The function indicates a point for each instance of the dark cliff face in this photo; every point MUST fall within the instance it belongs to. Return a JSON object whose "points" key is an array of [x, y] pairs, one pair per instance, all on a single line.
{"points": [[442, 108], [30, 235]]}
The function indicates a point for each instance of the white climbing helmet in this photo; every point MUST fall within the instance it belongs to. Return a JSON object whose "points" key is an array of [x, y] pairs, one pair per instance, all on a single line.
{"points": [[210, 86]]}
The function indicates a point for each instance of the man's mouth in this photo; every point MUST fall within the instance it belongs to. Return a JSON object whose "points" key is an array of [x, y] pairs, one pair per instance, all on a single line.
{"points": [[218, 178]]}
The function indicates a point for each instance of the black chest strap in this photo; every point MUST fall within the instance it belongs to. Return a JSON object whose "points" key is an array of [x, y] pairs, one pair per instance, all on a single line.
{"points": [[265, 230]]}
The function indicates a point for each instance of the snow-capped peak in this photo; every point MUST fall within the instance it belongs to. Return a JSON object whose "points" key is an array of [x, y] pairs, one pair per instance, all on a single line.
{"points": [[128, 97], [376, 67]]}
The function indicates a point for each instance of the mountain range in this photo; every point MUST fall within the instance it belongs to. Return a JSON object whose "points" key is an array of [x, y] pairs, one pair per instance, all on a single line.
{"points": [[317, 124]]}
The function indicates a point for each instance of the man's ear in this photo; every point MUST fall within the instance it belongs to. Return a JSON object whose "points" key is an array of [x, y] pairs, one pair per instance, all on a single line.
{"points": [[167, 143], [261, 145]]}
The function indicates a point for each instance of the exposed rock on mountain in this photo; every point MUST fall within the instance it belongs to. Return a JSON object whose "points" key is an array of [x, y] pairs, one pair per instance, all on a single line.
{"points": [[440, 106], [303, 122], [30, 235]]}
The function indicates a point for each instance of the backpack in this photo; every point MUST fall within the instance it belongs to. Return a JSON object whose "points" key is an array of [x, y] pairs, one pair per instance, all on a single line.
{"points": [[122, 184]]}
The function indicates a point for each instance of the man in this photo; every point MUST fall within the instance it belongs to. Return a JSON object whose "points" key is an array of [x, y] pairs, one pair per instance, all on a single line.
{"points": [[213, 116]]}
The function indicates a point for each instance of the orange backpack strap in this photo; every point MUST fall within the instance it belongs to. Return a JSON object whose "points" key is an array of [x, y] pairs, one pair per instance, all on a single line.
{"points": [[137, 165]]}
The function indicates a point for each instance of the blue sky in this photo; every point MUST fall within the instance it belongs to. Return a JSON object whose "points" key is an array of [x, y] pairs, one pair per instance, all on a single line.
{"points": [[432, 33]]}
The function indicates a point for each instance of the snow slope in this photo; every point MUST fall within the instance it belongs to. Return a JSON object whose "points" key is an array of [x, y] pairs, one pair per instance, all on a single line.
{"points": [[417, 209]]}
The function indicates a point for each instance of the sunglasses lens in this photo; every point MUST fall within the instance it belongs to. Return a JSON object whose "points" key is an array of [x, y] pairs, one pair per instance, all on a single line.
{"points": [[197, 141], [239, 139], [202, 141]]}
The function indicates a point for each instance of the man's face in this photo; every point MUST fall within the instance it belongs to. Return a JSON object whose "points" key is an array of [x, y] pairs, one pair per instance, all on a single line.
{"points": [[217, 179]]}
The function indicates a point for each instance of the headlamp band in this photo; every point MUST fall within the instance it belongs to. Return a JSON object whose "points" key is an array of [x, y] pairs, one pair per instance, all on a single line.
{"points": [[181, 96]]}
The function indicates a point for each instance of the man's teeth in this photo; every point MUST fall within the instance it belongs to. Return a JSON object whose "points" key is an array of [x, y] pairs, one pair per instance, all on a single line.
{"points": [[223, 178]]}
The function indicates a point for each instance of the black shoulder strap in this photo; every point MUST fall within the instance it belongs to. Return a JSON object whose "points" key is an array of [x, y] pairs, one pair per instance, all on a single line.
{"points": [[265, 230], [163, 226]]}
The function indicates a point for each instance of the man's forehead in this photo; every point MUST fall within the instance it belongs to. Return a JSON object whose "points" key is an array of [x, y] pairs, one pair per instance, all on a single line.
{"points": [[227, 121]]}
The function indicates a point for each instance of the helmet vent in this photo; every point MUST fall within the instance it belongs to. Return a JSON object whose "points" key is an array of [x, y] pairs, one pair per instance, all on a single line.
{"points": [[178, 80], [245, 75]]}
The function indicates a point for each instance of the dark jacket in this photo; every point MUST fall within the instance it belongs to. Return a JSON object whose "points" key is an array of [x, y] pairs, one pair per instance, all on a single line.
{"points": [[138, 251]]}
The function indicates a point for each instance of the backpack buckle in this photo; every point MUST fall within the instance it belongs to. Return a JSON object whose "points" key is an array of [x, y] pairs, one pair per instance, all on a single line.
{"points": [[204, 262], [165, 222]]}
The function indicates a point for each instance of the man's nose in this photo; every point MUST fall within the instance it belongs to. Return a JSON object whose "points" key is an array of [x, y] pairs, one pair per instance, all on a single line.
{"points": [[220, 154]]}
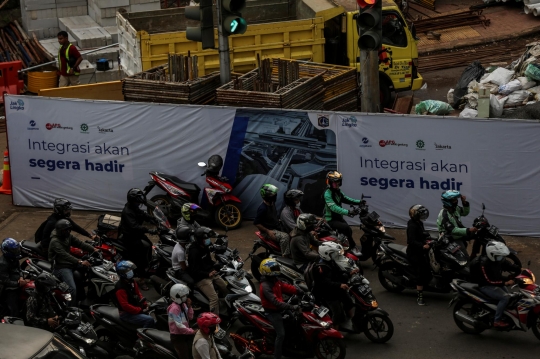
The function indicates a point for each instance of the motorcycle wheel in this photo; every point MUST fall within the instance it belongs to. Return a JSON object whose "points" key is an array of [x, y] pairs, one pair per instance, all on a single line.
{"points": [[469, 309], [386, 283], [248, 332], [330, 348], [228, 215], [379, 328], [255, 262]]}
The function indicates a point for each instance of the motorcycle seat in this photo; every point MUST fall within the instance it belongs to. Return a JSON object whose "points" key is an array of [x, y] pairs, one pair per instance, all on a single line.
{"points": [[160, 337], [111, 313], [32, 246], [183, 184], [398, 249]]}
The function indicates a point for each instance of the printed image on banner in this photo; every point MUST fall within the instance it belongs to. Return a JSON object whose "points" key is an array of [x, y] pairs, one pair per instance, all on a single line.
{"points": [[285, 149]]}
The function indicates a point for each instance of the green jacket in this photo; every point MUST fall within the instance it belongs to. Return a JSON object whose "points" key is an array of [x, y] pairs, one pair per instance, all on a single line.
{"points": [[450, 223], [332, 204], [59, 251]]}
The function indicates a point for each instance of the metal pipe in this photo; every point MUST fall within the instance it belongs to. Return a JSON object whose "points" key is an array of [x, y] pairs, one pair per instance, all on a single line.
{"points": [[54, 62]]}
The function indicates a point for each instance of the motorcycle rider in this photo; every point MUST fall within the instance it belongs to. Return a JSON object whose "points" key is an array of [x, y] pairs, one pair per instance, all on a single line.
{"points": [[417, 248], [291, 211], [449, 220], [128, 297], [61, 210], [39, 312], [330, 282], [133, 233], [204, 346], [189, 212], [64, 263], [267, 221], [201, 268], [180, 313], [271, 289], [304, 237], [333, 211], [10, 275], [487, 270], [178, 257]]}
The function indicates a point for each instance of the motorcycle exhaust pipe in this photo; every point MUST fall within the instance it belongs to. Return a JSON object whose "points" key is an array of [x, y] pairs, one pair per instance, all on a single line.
{"points": [[466, 319]]}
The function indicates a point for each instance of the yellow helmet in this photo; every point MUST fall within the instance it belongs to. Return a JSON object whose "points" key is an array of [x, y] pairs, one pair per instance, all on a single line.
{"points": [[269, 267]]}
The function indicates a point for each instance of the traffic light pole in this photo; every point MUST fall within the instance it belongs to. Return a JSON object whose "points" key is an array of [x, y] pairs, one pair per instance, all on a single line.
{"points": [[369, 74], [223, 45]]}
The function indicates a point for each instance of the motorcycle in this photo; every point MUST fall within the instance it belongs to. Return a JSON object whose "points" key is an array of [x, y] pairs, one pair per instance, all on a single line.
{"points": [[447, 262], [487, 233], [474, 312], [222, 204], [308, 334]]}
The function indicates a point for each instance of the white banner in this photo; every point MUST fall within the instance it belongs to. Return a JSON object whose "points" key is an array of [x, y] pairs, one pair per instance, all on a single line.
{"points": [[93, 152], [400, 161]]}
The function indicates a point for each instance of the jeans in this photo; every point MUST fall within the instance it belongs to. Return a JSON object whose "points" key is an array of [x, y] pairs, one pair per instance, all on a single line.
{"points": [[498, 293], [277, 322], [207, 287], [66, 275], [143, 320]]}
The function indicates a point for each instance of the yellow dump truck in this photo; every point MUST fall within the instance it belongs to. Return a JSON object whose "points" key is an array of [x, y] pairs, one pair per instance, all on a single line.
{"points": [[312, 30]]}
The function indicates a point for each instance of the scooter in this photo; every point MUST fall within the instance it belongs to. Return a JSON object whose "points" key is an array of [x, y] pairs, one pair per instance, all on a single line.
{"points": [[308, 334], [474, 312], [221, 203]]}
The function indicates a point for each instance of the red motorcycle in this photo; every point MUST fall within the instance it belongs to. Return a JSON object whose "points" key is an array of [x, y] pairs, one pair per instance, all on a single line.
{"points": [[474, 311], [222, 204], [308, 334]]}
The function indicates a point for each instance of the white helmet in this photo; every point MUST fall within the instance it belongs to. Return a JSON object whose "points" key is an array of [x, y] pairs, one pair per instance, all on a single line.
{"points": [[330, 250], [179, 293], [496, 251]]}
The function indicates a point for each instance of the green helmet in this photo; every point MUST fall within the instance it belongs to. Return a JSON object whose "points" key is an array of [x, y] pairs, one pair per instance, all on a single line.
{"points": [[269, 192]]}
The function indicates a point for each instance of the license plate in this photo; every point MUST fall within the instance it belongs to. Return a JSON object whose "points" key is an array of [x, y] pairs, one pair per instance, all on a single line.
{"points": [[321, 311]]}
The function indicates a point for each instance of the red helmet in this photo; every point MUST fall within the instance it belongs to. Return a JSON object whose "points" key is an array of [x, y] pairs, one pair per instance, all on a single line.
{"points": [[207, 320]]}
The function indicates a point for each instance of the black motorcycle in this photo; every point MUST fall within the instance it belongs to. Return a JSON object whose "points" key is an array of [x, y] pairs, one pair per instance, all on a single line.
{"points": [[446, 259]]}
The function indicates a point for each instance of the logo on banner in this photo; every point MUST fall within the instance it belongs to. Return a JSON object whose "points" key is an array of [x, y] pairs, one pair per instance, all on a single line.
{"points": [[85, 128], [384, 143], [51, 126], [365, 142], [17, 105], [33, 125], [349, 122], [323, 121], [104, 130], [442, 147]]}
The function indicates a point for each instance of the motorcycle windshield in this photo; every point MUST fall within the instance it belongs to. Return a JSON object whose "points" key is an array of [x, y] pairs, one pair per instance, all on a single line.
{"points": [[160, 216]]}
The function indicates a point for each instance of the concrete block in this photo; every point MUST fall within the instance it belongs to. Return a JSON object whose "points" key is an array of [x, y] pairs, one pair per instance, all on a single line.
{"points": [[110, 75], [76, 22], [72, 11], [146, 7], [91, 37]]}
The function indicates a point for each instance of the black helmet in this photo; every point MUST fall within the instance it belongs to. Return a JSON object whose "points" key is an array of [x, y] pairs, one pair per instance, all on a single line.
{"points": [[136, 196], [62, 207], [183, 235], [63, 228], [291, 196], [45, 282]]}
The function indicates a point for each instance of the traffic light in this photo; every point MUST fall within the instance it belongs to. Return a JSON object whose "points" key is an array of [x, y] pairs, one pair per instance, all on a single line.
{"points": [[370, 24], [232, 21], [205, 31]]}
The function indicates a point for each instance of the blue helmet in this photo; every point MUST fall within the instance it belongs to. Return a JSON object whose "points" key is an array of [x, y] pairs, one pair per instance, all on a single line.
{"points": [[449, 198], [123, 267], [11, 248]]}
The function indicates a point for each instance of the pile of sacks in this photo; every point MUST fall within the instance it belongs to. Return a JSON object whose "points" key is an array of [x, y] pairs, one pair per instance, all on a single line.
{"points": [[510, 88]]}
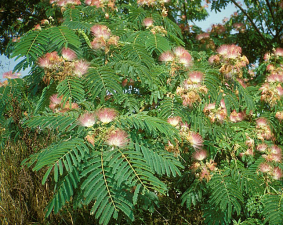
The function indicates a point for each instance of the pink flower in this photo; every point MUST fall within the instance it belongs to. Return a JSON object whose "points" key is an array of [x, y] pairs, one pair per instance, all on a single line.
{"points": [[229, 51], [68, 54], [101, 31], [279, 115], [196, 77], [90, 139], [214, 59], [277, 173], [279, 90], [114, 40], [52, 56], [106, 115], [275, 149], [185, 59], [118, 138], [81, 68], [98, 43], [87, 119], [195, 140], [54, 101], [266, 56], [11, 75], [200, 155], [179, 51], [264, 167], [261, 147], [174, 121], [202, 36], [166, 57], [278, 52], [37, 27], [148, 22], [209, 107], [261, 122], [44, 62]]}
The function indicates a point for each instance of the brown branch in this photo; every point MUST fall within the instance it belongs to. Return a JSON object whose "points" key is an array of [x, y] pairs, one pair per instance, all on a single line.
{"points": [[270, 9], [251, 20]]}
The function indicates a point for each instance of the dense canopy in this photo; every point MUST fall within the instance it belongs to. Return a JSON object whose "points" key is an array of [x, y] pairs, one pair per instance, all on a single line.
{"points": [[131, 114]]}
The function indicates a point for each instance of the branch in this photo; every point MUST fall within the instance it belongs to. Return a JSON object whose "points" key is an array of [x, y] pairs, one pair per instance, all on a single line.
{"points": [[251, 20], [270, 9]]}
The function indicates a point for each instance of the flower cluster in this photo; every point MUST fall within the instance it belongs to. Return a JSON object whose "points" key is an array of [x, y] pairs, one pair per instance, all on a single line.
{"points": [[272, 155], [203, 170], [103, 38], [179, 55], [112, 136], [218, 29], [148, 22], [189, 137], [158, 30], [240, 27], [216, 114], [56, 104], [59, 67], [192, 88], [117, 138], [231, 60], [279, 115], [205, 40], [263, 129], [63, 3], [272, 89], [152, 2], [237, 117], [11, 75], [101, 3], [202, 36]]}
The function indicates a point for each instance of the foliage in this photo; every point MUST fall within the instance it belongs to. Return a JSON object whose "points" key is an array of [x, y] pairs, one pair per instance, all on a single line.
{"points": [[125, 118]]}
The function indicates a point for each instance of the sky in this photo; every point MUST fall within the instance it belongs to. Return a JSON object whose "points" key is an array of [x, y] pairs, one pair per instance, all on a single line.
{"points": [[214, 18]]}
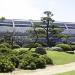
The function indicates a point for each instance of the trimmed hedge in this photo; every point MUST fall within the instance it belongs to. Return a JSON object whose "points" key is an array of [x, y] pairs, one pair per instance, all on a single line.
{"points": [[56, 49], [6, 65], [40, 50], [65, 47], [33, 45]]}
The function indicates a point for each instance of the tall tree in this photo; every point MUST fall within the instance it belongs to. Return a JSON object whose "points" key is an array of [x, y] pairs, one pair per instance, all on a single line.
{"points": [[48, 20]]}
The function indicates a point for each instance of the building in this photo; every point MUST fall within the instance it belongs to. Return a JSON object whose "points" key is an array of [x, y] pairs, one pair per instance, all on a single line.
{"points": [[19, 27]]}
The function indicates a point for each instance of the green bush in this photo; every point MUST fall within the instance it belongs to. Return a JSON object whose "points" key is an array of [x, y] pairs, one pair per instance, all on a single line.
{"points": [[40, 50], [33, 45], [72, 47], [15, 46], [72, 43], [43, 44], [56, 49], [23, 64], [65, 47], [48, 59], [5, 50], [40, 62], [6, 65], [15, 61], [2, 46], [31, 66], [7, 45]]}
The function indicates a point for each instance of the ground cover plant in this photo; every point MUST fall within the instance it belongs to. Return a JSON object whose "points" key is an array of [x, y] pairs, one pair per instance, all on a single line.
{"points": [[67, 73]]}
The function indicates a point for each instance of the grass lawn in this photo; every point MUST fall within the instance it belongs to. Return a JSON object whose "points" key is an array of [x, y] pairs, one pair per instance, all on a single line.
{"points": [[61, 57], [67, 73], [57, 57]]}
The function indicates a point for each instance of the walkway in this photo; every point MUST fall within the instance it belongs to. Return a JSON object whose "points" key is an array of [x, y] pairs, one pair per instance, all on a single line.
{"points": [[50, 70]]}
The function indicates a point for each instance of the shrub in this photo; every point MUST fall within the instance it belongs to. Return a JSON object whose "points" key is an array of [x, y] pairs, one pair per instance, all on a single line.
{"points": [[56, 49], [2, 46], [65, 47], [31, 66], [43, 44], [33, 45], [72, 43], [40, 62], [7, 45], [23, 64], [40, 50], [15, 46], [48, 59], [15, 61], [5, 50], [35, 55], [72, 47], [6, 65]]}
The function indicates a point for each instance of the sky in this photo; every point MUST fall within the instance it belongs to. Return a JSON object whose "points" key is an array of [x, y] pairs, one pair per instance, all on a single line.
{"points": [[63, 10]]}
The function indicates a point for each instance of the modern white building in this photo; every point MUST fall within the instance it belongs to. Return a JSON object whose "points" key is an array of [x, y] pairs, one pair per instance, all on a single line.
{"points": [[20, 26]]}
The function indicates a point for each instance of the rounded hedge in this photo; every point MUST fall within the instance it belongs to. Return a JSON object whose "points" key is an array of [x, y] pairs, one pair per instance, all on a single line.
{"points": [[56, 49], [40, 50], [65, 47], [6, 65]]}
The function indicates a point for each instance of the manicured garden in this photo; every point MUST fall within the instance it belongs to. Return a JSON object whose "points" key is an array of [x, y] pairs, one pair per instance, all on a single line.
{"points": [[37, 57], [67, 73]]}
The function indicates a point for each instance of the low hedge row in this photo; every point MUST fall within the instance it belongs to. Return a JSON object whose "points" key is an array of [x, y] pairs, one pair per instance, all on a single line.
{"points": [[24, 59]]}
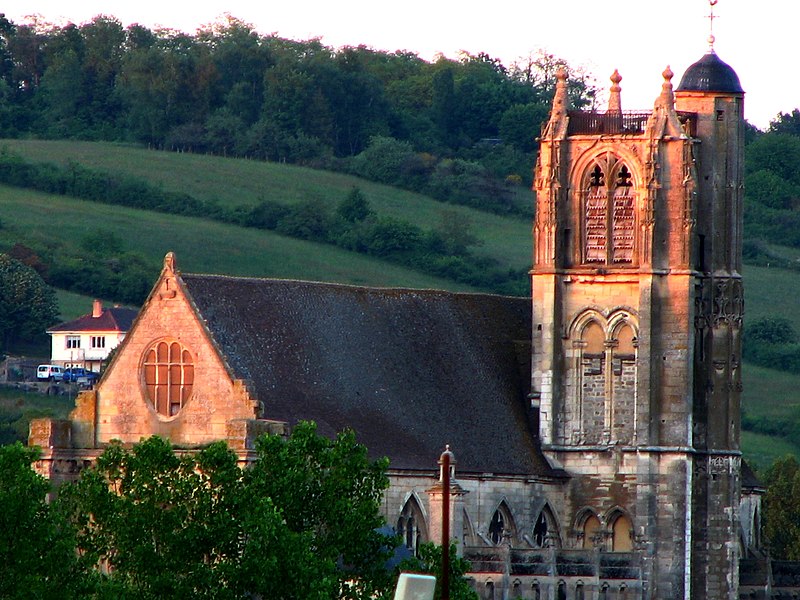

• **What to produce**: Pull out each line in the entries above that contains the string "chest", treating uppercase and lowercase as different.

• **Full response**:
The function indicates a point for each instance of the black chest strap in this photo; every point MUST fall within the instance it belongs to. Return a JSON object whose "points" key is an array of [x, y] pairs, one pair per instance, all on a single line.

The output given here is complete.